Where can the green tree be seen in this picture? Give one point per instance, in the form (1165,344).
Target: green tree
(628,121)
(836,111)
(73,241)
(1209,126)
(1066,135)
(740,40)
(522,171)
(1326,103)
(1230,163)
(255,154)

### Goal of the exercise
With nothing added or dropped, write out the listing again.

### Task output
Where can the green tree be seen in this picture? Give one point per instance, in the form (1165,344).
Target: green tree
(628,121)
(836,111)
(73,241)
(1209,126)
(1066,135)
(740,40)
(522,171)
(1326,103)
(1230,163)
(255,154)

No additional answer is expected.